INSTRUCTIONS TO FOLLOW
Can you give the rows again, from the line holding "Target: tanker truck" through the end of the rows, with "debris" swapped for "litter" and everything else left unchanged?

Object point labels:
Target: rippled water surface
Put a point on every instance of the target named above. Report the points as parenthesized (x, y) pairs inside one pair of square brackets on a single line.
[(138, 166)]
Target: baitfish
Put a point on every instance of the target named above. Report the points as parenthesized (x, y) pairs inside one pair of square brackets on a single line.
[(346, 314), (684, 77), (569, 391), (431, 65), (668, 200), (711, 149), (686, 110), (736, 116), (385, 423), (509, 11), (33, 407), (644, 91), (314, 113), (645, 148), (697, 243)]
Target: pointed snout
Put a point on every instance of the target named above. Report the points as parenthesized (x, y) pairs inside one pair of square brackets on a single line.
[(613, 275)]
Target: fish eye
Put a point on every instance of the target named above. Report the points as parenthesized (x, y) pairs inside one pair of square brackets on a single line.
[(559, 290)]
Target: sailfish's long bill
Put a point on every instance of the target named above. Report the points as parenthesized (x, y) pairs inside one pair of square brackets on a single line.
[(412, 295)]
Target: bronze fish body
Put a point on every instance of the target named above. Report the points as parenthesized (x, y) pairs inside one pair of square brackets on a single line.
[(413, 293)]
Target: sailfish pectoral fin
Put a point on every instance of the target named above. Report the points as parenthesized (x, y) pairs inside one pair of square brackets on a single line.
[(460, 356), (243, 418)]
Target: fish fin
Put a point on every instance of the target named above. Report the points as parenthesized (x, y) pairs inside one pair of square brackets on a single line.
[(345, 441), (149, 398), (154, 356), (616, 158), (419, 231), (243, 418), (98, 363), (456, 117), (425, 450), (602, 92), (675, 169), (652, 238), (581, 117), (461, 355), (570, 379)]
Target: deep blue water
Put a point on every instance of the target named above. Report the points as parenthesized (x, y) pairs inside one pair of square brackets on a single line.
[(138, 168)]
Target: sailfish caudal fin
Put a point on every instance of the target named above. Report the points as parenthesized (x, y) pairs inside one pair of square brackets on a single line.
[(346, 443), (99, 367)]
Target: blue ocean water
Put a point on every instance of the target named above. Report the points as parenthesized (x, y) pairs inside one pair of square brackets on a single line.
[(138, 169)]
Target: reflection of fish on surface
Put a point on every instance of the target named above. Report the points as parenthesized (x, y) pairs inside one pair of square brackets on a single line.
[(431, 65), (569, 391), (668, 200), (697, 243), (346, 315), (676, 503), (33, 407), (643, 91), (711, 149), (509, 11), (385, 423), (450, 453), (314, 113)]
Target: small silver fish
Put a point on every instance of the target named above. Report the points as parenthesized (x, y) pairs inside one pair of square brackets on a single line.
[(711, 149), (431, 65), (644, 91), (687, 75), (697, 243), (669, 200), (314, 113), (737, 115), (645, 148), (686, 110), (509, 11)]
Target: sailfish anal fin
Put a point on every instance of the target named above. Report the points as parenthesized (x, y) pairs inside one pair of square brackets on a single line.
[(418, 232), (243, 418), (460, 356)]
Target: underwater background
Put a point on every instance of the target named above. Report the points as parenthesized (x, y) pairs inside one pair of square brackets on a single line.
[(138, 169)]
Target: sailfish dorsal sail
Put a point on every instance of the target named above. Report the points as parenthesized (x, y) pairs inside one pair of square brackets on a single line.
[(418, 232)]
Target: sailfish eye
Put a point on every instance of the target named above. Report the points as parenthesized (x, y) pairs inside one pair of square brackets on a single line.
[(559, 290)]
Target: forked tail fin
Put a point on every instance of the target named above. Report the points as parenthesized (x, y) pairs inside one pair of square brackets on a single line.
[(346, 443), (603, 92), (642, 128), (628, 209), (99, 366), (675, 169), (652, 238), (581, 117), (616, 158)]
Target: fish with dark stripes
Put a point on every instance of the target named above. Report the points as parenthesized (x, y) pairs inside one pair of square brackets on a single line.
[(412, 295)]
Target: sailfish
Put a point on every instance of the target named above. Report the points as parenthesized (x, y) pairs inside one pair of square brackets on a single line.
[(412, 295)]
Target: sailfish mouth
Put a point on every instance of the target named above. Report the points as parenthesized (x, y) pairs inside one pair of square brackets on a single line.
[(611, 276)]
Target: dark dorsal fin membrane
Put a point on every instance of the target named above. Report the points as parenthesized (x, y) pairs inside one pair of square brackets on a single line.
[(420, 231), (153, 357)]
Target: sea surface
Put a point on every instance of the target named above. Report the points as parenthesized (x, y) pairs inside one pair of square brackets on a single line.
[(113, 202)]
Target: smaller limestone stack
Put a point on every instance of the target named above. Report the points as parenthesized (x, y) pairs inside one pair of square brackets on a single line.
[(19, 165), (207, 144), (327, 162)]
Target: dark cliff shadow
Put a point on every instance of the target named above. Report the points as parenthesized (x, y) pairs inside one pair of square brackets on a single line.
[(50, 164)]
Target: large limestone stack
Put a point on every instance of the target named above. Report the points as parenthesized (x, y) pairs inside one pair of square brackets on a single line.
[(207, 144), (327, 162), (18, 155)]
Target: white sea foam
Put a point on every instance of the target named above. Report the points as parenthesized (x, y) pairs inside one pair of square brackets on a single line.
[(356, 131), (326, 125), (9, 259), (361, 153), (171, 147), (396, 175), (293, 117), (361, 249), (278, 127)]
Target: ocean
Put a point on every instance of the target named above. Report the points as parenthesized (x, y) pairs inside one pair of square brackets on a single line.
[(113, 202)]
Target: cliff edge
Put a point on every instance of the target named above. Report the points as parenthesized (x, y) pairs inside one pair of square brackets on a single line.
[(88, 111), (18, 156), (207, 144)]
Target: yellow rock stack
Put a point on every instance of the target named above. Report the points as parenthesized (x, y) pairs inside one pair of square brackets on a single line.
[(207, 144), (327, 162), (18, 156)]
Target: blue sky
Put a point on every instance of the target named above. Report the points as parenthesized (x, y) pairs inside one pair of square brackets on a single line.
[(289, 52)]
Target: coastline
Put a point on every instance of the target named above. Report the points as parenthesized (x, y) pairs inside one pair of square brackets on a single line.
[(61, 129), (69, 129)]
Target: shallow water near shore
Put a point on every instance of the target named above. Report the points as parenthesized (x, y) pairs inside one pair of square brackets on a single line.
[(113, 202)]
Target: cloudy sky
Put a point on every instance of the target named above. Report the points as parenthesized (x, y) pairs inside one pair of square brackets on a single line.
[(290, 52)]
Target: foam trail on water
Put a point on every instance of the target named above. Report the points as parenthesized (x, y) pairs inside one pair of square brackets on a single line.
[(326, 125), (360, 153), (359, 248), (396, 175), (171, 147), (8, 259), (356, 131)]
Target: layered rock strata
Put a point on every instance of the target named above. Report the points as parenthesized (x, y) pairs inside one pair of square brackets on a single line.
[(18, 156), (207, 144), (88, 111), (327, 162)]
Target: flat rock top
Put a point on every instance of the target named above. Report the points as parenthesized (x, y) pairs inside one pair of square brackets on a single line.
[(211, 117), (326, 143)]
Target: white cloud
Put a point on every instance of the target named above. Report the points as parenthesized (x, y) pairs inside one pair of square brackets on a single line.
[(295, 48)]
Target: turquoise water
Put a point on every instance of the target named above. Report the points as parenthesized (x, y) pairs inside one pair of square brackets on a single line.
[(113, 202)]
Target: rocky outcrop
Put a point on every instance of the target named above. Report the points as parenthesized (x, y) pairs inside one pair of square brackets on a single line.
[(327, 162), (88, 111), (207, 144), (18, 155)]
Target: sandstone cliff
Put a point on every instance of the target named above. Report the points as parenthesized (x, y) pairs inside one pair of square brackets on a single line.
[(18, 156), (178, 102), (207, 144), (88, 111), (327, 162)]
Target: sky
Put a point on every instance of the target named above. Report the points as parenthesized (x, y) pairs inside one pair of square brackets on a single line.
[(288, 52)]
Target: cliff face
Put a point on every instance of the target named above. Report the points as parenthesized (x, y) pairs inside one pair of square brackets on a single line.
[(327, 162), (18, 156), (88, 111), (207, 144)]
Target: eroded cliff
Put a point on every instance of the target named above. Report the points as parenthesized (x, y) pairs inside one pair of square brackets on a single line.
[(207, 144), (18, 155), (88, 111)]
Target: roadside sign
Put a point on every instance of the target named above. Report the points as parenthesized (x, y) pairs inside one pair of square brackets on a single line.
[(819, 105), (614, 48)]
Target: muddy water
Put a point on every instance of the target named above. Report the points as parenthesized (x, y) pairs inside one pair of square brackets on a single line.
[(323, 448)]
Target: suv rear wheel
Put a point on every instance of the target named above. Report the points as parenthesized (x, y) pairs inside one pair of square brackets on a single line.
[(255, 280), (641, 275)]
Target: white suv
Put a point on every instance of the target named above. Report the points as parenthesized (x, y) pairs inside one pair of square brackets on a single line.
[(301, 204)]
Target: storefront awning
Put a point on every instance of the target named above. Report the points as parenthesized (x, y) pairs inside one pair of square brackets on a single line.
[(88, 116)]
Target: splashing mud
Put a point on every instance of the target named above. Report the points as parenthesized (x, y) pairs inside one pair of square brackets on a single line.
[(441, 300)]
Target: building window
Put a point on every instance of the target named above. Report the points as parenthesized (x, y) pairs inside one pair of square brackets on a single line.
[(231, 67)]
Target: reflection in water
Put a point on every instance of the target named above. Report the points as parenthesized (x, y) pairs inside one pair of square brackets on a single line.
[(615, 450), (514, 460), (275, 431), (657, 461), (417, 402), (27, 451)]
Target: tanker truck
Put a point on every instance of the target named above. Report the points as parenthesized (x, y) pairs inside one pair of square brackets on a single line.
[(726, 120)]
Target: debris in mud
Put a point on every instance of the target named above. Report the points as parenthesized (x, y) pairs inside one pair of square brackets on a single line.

WRITTEN RESPONSE
Target: tanker truck
Put a point on every instance of the target named above. Report the points as parenthesized (x, y) pairs inside one pair of square brackets on a single line.
[(726, 120)]
Target: litter in mud
Put a point on every instance of the target named above. Report the points as parenthesized (x, y) pairs inside one pair of square brackets on a single line.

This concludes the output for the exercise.